YOUR ASSIGNMENT:
Each entry is to be retyped exactly as it appears. Leave the images out.

(Saved entries)

####################

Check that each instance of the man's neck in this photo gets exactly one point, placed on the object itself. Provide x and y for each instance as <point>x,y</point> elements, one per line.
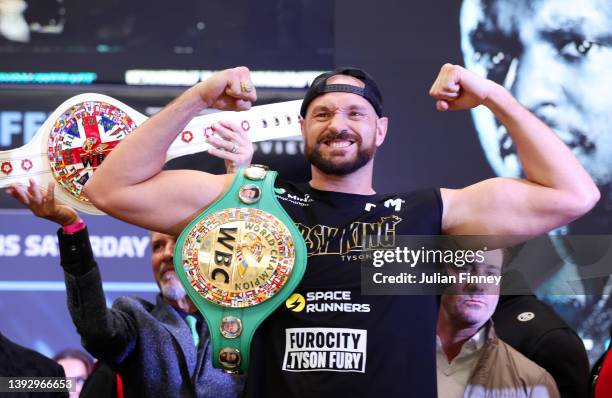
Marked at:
<point>453,337</point>
<point>359,182</point>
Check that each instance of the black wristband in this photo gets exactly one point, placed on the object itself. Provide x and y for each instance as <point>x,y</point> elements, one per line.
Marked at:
<point>76,255</point>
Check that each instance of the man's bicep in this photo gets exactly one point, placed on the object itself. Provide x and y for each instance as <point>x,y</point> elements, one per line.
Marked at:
<point>166,202</point>
<point>502,206</point>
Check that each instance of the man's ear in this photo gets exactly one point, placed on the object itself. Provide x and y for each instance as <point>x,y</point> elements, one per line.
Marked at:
<point>302,123</point>
<point>381,130</point>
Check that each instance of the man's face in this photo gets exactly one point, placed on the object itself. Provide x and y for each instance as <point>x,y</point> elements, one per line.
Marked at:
<point>555,56</point>
<point>472,304</point>
<point>342,130</point>
<point>162,248</point>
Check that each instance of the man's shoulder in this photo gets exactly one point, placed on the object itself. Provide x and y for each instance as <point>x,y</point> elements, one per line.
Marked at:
<point>133,303</point>
<point>525,367</point>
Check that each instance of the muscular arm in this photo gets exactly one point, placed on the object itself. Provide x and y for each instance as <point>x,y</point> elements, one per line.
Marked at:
<point>131,185</point>
<point>556,189</point>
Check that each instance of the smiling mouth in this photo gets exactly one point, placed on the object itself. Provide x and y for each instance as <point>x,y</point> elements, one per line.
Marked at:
<point>472,301</point>
<point>338,143</point>
<point>165,274</point>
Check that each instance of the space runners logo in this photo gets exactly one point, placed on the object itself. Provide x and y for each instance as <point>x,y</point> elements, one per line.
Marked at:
<point>327,301</point>
<point>325,349</point>
<point>282,194</point>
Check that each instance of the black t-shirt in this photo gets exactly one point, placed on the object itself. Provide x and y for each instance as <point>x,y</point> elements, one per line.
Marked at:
<point>328,339</point>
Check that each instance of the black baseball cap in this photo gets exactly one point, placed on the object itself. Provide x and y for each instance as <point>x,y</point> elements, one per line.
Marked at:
<point>319,86</point>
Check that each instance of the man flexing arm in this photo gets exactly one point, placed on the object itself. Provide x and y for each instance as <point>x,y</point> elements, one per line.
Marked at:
<point>556,188</point>
<point>555,191</point>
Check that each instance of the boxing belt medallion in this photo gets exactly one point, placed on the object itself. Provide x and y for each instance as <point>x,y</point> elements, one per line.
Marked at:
<point>76,138</point>
<point>238,261</point>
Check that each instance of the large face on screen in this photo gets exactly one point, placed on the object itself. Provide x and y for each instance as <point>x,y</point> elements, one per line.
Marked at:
<point>555,56</point>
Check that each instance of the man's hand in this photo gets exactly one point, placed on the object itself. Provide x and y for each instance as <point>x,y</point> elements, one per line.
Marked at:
<point>457,88</point>
<point>234,145</point>
<point>43,204</point>
<point>229,89</point>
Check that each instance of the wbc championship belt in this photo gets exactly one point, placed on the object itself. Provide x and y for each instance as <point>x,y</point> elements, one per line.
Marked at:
<point>238,261</point>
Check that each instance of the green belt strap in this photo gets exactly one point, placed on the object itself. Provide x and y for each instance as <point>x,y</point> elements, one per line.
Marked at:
<point>216,247</point>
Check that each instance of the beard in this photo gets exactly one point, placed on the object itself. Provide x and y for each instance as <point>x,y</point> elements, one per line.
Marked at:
<point>172,290</point>
<point>344,167</point>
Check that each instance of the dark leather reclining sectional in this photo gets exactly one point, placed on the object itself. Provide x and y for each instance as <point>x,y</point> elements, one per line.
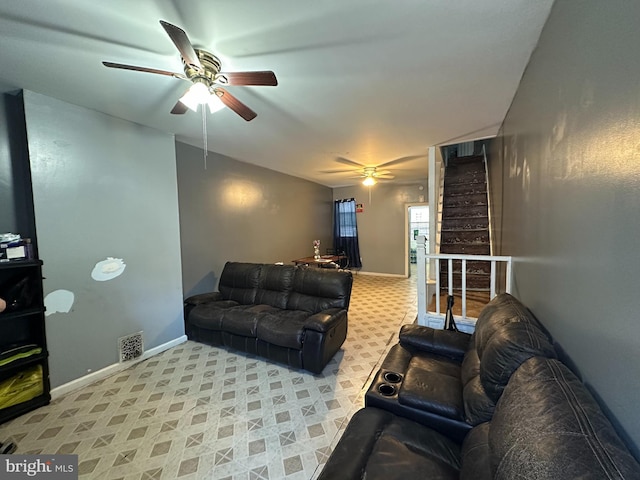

####################

RESULT OF THE EXERCISE:
Check that each instance of the man's neck in this photo gets exactly one point, placed on the object itself. Provide x and y for each instance as <point>x,y</point> elements, one per line.
Marked at:
<point>453,337</point>
<point>359,182</point>
Check that each instance of the black wristband in this photo gets exactly one point, placed on the object itself. Provide x and y for each instance as <point>x,y</point> elements, one per line.
Marked at:
<point>76,255</point>
Check that each instance of the man's bicep in this photo gets exactly one point, placed on the object itself. Provide x and y for each instance as <point>x,y</point> elements, one per line.
Marked at:
<point>166,202</point>
<point>502,206</point>
Check that each instance of the man's ear in this photo gets exactly one point, placed on the object itself. Provide x and y for each instance as <point>x,y</point> elements, one per line.
Marked at:
<point>302,123</point>
<point>381,130</point>
Check that each instance of the man's face in this photo gets exactly one point, placed on the object itself. Provide x and y for each instance as <point>x,y</point> elements, one per line.
Marked at:
<point>555,56</point>
<point>472,304</point>
<point>342,130</point>
<point>162,248</point>
Check that each instance of the man's shoulder in this photo gets exactly one point, placed on the object itself. Provide x and y for each instance as <point>x,y</point> elements, one per line.
Marked at:
<point>133,303</point>
<point>525,367</point>
Check that each instance of the muscular arm in this photo gets exactly one point, placed on the object itself. Provide x and y for each instance as <point>x,y</point> elements, one per line.
Marked at:
<point>131,185</point>
<point>556,189</point>
Check that each instance of the smiling mouth in this photo gets exactly one point, placed on the object itself. Provide x and y for each instance as <point>x,y</point> elements, one per line.
Marked at:
<point>472,301</point>
<point>338,143</point>
<point>165,274</point>
Check that each instance of the space runners logo in this photo gets exactly one point, placed on the object itself. Provide x and y for each instance as <point>x,y</point> elements, one per line.
Marked at:
<point>327,301</point>
<point>325,349</point>
<point>282,194</point>
Check that each instance of the black t-shirt in this photo gets exactly one point, placed on the object itself. Provide x and y for each instance as <point>x,y</point> elements, one per line.
Marked at:
<point>328,339</point>
Check that each instance of the black baseball cap in this photo gets exactly one point, placed on the object itself. Provide x and y for each instance as <point>x,y</point> elements, one per line.
Marked at:
<point>319,86</point>
Check that each instance of the man flexing arm in this photo gets exactly one point, placed on the object itself. Provide x and y for each instance as <point>x,y</point> elements, one per line.
Marked at:
<point>556,188</point>
<point>555,191</point>
Check that each instance of the boxing belt medallion in this photo gets exactly one point, placed on the object itself. Provide x and y for each instance as <point>x,y</point> elements, one per line.
Marked at:
<point>76,138</point>
<point>238,261</point>
Check that each instance of the large face on screen in this photo gets exactly one point, placed on the object itself. Provide x and y for each instance as <point>x,y</point> elements, one per line.
Marked at:
<point>555,56</point>
Check that each instance of the man's hand in this photo gets exactly one point, placed on the object itself. Provide x and y for each instance as <point>x,y</point> elements, one per line.
Marked at:
<point>457,88</point>
<point>234,145</point>
<point>43,204</point>
<point>229,89</point>
Check that each instance of the wbc championship belt in this photo gets exactly one point, placed on the object itself. Provide x and y for each instance as <point>x,y</point> elements, one per line.
Marked at:
<point>238,261</point>
Check that each instance of the green belt strap in this photo gets exactly one point, placed on the object itself. Provide x and y for each instance as <point>x,y</point> elements, one per line.
Marked at:
<point>216,247</point>
Check that each instance of the beard in this photo gets exactly one point, placed on the object itself. Provide x and y for each instance as <point>x,y</point> elements, one per line.
Marked at:
<point>172,290</point>
<point>344,167</point>
Check that each instance of the dark leather reclining sectional in this photo gets exactly one point, placed on the object itself. Provide x and y for each instance as <point>x,y</point> elements, one per line.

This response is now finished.